◆ Assignment
With the pictures left out, every record must be reproduced exactly.

^^^^

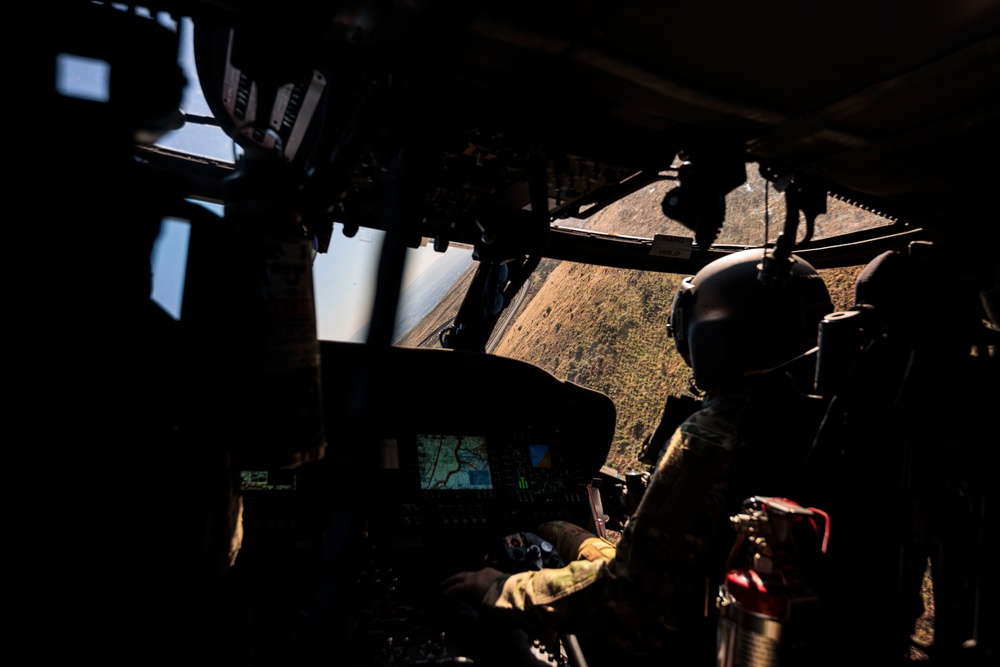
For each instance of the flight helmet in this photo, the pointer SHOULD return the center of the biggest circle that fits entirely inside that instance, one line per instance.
(732, 320)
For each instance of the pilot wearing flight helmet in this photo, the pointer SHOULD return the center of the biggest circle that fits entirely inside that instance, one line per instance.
(744, 332)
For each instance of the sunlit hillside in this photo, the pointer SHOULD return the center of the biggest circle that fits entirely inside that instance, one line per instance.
(605, 328)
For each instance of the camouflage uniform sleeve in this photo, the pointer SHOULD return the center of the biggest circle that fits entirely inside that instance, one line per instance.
(657, 562)
(661, 549)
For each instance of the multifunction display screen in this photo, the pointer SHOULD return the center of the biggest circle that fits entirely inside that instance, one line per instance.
(539, 469)
(453, 462)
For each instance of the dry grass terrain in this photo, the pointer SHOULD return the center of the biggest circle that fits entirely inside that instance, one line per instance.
(605, 328)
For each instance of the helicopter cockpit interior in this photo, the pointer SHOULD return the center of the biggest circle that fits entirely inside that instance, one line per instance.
(342, 479)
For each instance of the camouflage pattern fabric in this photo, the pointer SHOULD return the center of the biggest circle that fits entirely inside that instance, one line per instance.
(642, 595)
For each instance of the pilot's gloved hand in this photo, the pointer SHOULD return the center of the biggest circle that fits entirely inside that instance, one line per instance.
(472, 585)
(575, 543)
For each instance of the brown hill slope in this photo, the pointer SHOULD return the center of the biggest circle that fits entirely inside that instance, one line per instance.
(605, 328)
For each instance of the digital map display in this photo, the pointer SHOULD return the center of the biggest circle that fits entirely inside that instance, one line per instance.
(450, 462)
(538, 471)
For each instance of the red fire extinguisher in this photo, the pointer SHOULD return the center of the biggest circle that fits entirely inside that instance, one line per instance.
(764, 602)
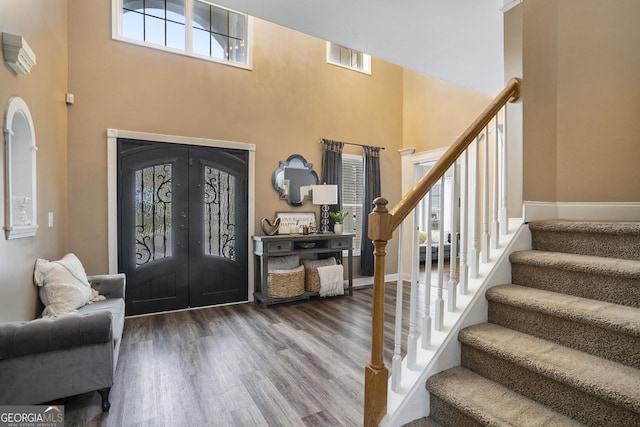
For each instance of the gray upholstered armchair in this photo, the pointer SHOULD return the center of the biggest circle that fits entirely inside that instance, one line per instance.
(50, 358)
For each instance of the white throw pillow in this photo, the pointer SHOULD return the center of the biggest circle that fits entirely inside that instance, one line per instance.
(64, 286)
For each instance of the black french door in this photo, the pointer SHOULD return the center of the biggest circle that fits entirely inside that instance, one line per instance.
(182, 225)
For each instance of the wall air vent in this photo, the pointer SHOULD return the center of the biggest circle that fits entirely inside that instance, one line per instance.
(17, 53)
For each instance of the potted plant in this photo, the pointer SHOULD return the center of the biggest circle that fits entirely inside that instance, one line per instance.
(338, 218)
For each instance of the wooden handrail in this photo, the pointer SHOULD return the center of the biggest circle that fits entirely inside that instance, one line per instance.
(382, 223)
(510, 93)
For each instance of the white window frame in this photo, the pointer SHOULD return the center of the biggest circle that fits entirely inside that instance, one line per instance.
(357, 242)
(366, 69)
(116, 34)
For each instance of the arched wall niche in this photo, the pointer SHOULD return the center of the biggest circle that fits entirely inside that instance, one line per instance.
(20, 171)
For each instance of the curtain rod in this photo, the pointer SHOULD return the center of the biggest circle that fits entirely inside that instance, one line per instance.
(353, 143)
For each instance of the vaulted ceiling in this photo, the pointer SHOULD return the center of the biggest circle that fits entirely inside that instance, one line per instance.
(459, 41)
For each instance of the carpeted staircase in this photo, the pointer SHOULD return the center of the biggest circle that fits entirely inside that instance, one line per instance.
(562, 346)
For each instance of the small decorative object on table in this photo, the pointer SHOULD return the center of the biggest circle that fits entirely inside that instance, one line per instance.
(269, 229)
(338, 218)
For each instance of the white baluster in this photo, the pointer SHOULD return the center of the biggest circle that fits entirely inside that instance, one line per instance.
(396, 361)
(475, 212)
(426, 323)
(464, 223)
(453, 245)
(439, 304)
(495, 225)
(414, 334)
(485, 199)
(504, 221)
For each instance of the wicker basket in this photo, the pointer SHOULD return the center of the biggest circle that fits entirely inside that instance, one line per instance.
(285, 283)
(312, 278)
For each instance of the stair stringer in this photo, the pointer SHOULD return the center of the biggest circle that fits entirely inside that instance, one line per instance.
(413, 400)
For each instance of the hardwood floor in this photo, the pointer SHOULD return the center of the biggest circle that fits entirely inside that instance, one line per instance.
(296, 364)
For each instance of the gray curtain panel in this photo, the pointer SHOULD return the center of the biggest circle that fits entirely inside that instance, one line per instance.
(332, 170)
(371, 156)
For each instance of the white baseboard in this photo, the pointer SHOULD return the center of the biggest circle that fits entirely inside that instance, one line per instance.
(586, 211)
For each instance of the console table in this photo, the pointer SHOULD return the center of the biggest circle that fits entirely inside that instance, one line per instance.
(324, 246)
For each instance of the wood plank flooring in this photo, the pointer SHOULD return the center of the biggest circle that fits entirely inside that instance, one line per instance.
(296, 364)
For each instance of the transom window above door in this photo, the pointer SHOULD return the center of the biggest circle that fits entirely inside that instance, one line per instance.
(190, 27)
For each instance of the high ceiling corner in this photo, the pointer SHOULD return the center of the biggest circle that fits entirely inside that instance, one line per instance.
(459, 41)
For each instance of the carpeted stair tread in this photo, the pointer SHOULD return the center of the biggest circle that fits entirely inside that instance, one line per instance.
(582, 263)
(610, 239)
(606, 227)
(592, 375)
(606, 279)
(599, 313)
(490, 403)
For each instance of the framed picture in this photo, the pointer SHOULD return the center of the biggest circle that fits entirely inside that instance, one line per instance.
(294, 220)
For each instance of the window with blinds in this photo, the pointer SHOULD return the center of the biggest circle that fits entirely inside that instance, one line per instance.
(352, 194)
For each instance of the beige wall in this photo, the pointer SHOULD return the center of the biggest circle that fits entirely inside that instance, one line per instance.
(290, 100)
(581, 100)
(44, 26)
(436, 112)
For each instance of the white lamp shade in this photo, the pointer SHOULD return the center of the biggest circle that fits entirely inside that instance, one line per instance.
(325, 194)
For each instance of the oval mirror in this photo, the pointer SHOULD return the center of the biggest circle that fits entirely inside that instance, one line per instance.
(291, 179)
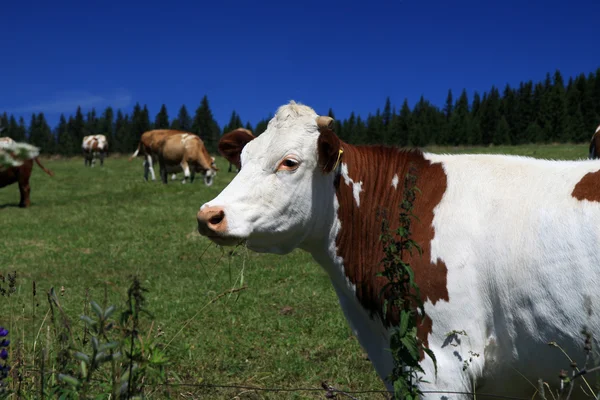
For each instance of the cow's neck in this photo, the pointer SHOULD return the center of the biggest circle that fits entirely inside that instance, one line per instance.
(369, 185)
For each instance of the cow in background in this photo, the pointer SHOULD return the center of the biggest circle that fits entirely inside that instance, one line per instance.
(148, 147)
(18, 160)
(242, 132)
(94, 146)
(185, 152)
(595, 145)
(508, 246)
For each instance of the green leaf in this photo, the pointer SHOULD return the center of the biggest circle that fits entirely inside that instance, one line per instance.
(83, 369)
(69, 379)
(404, 320)
(109, 311)
(95, 343)
(82, 357)
(410, 346)
(108, 346)
(87, 320)
(97, 309)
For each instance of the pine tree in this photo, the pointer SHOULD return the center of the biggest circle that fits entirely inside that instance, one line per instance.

^^^^

◆ Written reply
For each instance of the flight helmet in this photo, the pointer SHOULD return the center of the biggest circle that fits entirely inside that instance, one line per instance.
(732, 320)
For each instance of the pilot wearing flight helmet in this photo, the pointer SHOULD return the center of the biggest circle that fits entirely inside that instance, one line per instance.
(744, 332)
For each instance of the sunlit hillside in this photo, the pointer SHOULD return the center of the biggest circle that fits entirely inside that instance, one line per instance.
(605, 328)
For each instance of the camouflage uniform sleeve in this photo, the pointer SHOULD return the center of the biggest circle that fits entirely inside that instance, one line per instance.
(657, 562)
(661, 549)
For each instance of the multifunction display screen in this photo, the pointer SHOULD return the center of the biggest circle that fits entirely inside that instance, one line per instance.
(539, 469)
(453, 462)
For each instance of the dry grass terrain in this photo, the pointer SHOULD return the center of the biggest circle that fits entirely inside that instance, one line per instance.
(605, 328)
For each instance of the helicopter cockpit interior in this photo, the pointer SHOULD return the center of the biggest circle that fits entirely inside that instance, one line per instance.
(342, 479)
For each instance of the camouflage pattern fabric in this photo, the pointer SHOULD return the center of the biggest circle that fits entirely inside that instance, one line per instance.
(642, 595)
For each instance of the pilot's gloved hand in this photo, the pointer SHOULD return the center of the biggest circle that fits entirely inside that instance, one line per instance.
(472, 585)
(575, 543)
For each instance of the brown hill slope in this photo, the pointer SHOULD return the center of the biggest circle that fits entirely inside that instance, one line per instance.
(605, 328)
For each instance of the digital map display in this photo, the pointer SHOULD return the center of the biggest circle that fits entirely inside that instance, one line per instance.
(450, 462)
(538, 471)
For each instance of the red fire extinguisher in this photo, the pointer SHOULD return the center of the biggest circle that fits entirely inside that instance, one line per instance.
(764, 602)
For each instance of the gray upholstered armchair in this photo, the pointer SHOULD return the center of the biggest circle that fits entirely inside that instance, one line per instance.
(50, 358)
For each instance of the white throw pillow in this photo, the pointer SHOULD return the center of the biggest circle that fits entirely inside that instance, one line per instance.
(64, 286)
For each instance of the black french door in this photo, the pointer SHOULD return the center of the biggest circle that fits entirely inside that instance, one line per instance.
(182, 225)
For each instance of the wall air vent in this photo, the pointer SHOULD return the center of the biggest circle that fits entirely inside that instance, one line per instance.
(17, 53)
For each instance of the potted plant in this photo, the pointer SHOULD return the center of the biggest circle that fits entirely inside that instance, one line per instance.
(338, 218)
For each instance of the wooden handrail in this photo, the pointer SHOULD return the center of the biggest circle that fits entirely inside that instance, one line per instance.
(382, 223)
(510, 93)
For each instance of the white window frame in this photo, the pointer SHOULD return the center of the biggest circle that fits entirely inside that instance, one line per instance.
(357, 242)
(366, 69)
(116, 34)
For each instance of the arched wall niche in this photo, the pointer SHOULD return the center of the biggest circle that fits entirely inside that instance, one line per instance.
(20, 171)
For each instance of the curtain rod in this photo, the pointer SHOULD return the center of the biggest circle that fits entirely inside that instance, one line per instance.
(353, 143)
For each instance of the vaulted ceiling in this photo, the pointer SHOULD return the center of the biggest circle that fits entirely inside that instance, one line per instance.
(459, 41)
For each instance of the carpeted staircase in this photo, the pointer SHOULD return the center of the biggest circle that fits entirely inside that instance, one line per instance.
(562, 346)
For each instance of the small decorative object on table in this photo, the pointer SHOULD return the center of the biggest circle that fits entirely inside that instance, one line per instance.
(269, 229)
(338, 218)
For each instance of the white baluster in this photo, the pointer SHOULD return the center of the biggest circle that fits entirely inside that instance, one line per instance.
(396, 361)
(475, 212)
(426, 323)
(464, 223)
(453, 245)
(439, 304)
(495, 225)
(414, 334)
(485, 199)
(504, 221)
For each instance of the wicker basket in this photo, the pointer SHOULD return the center of the biggest circle that fits entirely inside that instance, one line per instance.
(285, 283)
(312, 278)
For each instance of the stair stringer in this photo, the pointer SHOULD return the center of the biggest circle that fits entirely inside that instance, one line per instance.
(413, 400)
For each instance of the hardwood floor in this photo, the pointer SHOULD return the center of the biggest circle that fits entirely inside that instance, one line per instance.
(296, 364)
For each instance of the gray curtain panel in this photo, the pointer SHOULD return the center of the biggest circle that fits entirely inside that instance, one line per instance.
(332, 170)
(371, 156)
For each instance of the white baseboard in this photo, the pointer SHOULD return the center of the biggest circle that fits entirely inside that instance, one line per instance.
(586, 211)
For each instance of the console table in this photo, the pointer SHOULD return the center of the biggest circle that fits entirely inside that instance, one line per instance.
(324, 246)
For each instance of the wood plank flooring in this photo, the pointer SHOULD return the center of the biggest circle that fits entirely inside that instance, one line per instance.
(296, 364)
For each instance of the transom window above door in this photo, the pointer SHOULD return the center of the biggest circle that fits entirely inside that instance, one line per instance.
(190, 27)
For each instance of the high ceiling corner in this photo, the pointer SHOULD return the center of the biggest circle that fits entirely inside that instance, one line per instance.
(459, 41)
For each instance of the carpeted stair tread in this photo, the pointer SHOULD return the center of the biggest circle that fits entirely inside that instance, one line per instance.
(582, 263)
(610, 239)
(606, 227)
(592, 375)
(606, 279)
(599, 313)
(490, 403)
For each instance of the framed picture in this photo, the pointer SHOULD return the center of the biggest circle that fits entirely inside that instance, one line per instance.
(294, 220)
For each instance of the window with blinds in this photo, the pointer SHOULD return the center of the biggest circle that fits entirely inside that instance, one line per instance.
(352, 194)
For each instance of the beige wall in this photo, the pointer SHOULD return the center of the biggest circle that fits entirely inside that instance, one line per instance.
(290, 100)
(581, 100)
(44, 26)
(436, 112)
For each instance of the white lamp shade in this photo, the pointer SHOULD return the center of the biggest circle that fits entirely inside that instance, one line per instance.
(325, 194)
For each instance of the oval mirror in this photo, the pointer SHOULD return the center of the biggest circle that fits entirely inside that instance, one line per instance.
(291, 179)
For each instance of the cow's neck in this photo, the pointer SHOULD return the center of the biggest circle that fits entirely inside that instance, one line per instance.
(369, 185)
For each instance of the cow in background in this photo, the pointer SHOULD return the center of the biggest circle that fits entirely inside that instance, one line per instance.
(148, 147)
(18, 160)
(242, 132)
(94, 146)
(185, 152)
(595, 145)
(508, 246)
For each instance of the green leaf in this photo, the pointer SHOULD return the center of the biggest circle that fits entirely inside that instance, one line per instance.
(83, 369)
(69, 379)
(404, 320)
(109, 311)
(95, 343)
(82, 357)
(410, 346)
(108, 346)
(87, 320)
(97, 309)
For each instance of the pine tree in this photo, the pointer SHOULD return the center of the biggest circle that fits entirely inside that instance, one line per instance.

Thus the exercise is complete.